> _Excerpt_
◇ ◇ ◇ ◇ ◇ ◇ ◇

Tuesday, August 15, 2017

Just Can't

For almost two months I have been going to Step Fitness where there are a number of programs for folks with various physical challenges.  Mine is called Rock Steady Boxing where we use many of the exercises designed for boxers to increase agility, flexibility, balance, and to decrease tremors.  It is for people with Parkinson’s disease, and since I have what is called a Parkinson’s Plus illness, there is hope it will slow the progress of my symptoms. 

I have to say that I do think it has helped me in three ways.  First, I have surprised myself by working through some of my stiffness.  I have gone in on some days with short, almost jerky, steps and left with a near normal gait.  I wish I could say I stayed that way the rest of the day, but sitting for perhaps 30 minutes will bring back most of the rigidity in my leg muscles.  There have been times that just the drive home will do that, but I still have to think it is a net gain.  Second, I have to admit that punching the heavy bag is a great way to relieve stress!  It is downright frustrating to me when I think about all of the things I can no longer do, and I get angry at the prospect of losing even more.  A series of hard right crosses allows me to vent that anger.  Third, I have enjoyed being around the rest of the class and the trainers.  My group is usually eight folks who are at various stages of physical decline.  I am not the worst off in the class, but I am the only one to fall in the weeks I have been attending.  Each session we have either three or four trainers working with the group, and ever since my fall I have been shadowed by at least one of these trainers.  It is good to be with people who understand what I am going through.  Many of my friends are concerned about my situation, but these folks at Rock Steady can empathize.

As I mentioned earlier, there are other groups using the same facility.  I am not sure of the name of the group that comes in just as I am typically leaving, but they apparently have more physical challenges than I am currently facing.  There is one man who seems to always have the same tee shirt on.  It features an upside down Nike swoosh and two words in bold print, “Just Can’t.”  This play on Nike’s catch phrase may strike you as cynical, at least it did me the first time I saw it, but on reflection it seems less so.  Someone has said that life is a series of compromises, and a serious neurological disease accelerates those compromises.  For example, even the most avid golfers will play less and less if they live long enough and will typically stop altogether once their stamina is compromised by age.  I just got there a lot earlier than I wanted to.  I have encountered a number of things which I just can’t do anymore.  Things like riding my spin bike (lack of balance), walking long distances or negotiating bleachers (lack of leg strength and pain), even singing the congregational hymns at church (inability to “clear my throat” and weakened throat and mouth muscles).  Believe me when I say this list is suggestive not exhaustive!  Which brings me back to my tee-shirt-clad friend.  I prefer to think that “Just Can’t” isn’t a statement of resignation but of realism.  My reality has been restricted by Corticobasal Degeneration.  To think otherwise would be a self-destructive delusion at best and a one way street to depression and despair at worst.  No, I want to be realistic about what I can’t do, but I also want to always be pushing right to the limits my malfunctioning brain will permit.

◇ ◇ ◇ ◇ ◇ ◇ ◇

> _Exercise set_
1. According to the post, how many people are usually in the writer's Rock Steady Boxing group?
2. Reproduce the post's passage exactly, beginning at the words "For almost two" and stopping after "of my symptoms.".
The data after this point is separate from the post.

◇ ◇ ◇ ◇ ◇ ◇ ◇

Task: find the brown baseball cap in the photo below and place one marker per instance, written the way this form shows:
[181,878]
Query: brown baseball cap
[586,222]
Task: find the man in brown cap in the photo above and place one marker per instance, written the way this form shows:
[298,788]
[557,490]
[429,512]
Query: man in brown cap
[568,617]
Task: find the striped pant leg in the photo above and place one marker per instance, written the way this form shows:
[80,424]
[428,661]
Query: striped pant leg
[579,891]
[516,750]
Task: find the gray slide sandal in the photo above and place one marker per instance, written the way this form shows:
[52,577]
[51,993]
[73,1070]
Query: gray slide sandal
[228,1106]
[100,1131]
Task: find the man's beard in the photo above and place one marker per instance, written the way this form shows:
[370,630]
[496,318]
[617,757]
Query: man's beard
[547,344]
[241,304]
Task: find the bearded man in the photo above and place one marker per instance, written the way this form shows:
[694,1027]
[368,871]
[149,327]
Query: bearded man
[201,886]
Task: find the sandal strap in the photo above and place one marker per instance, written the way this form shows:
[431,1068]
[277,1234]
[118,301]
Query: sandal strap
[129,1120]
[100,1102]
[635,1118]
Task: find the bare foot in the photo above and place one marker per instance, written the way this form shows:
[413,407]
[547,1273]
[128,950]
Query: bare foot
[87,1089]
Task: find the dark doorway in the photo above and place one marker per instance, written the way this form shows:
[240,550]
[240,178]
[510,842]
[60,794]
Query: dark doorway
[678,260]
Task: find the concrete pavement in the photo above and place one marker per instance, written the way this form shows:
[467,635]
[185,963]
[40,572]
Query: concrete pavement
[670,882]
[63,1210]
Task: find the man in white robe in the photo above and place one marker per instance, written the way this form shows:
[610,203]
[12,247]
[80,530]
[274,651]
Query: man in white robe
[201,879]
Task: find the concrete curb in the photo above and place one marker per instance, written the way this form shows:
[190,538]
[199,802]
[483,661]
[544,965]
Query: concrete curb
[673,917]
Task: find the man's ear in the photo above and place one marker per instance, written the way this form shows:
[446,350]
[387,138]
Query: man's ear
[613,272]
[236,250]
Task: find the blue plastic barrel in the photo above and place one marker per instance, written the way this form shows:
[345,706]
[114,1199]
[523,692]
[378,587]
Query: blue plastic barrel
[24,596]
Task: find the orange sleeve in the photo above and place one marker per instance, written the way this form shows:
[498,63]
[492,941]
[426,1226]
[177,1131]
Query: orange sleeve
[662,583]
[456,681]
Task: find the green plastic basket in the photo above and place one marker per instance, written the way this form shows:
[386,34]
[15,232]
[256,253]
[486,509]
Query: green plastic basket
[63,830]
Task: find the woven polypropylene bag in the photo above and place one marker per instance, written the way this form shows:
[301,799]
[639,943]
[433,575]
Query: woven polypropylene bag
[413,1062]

◇ ◇ ◇ ◇ ◇ ◇ ◇

> _Solutions per task_
1. Eight.

2.
For almost two months I have been going to Step Fitness where there are a number of programs for folks with various physical challenges.  Mine is called Rock Steady Boxing where we use many of the exercises designed for boxers to increase agility, flexibility, balance, and to decrease tremors.  It is for people with Parkinson’s disease, and since I have what is called a Parkinson’s Plus illness, there is hope it will slow the progress of my symptoms.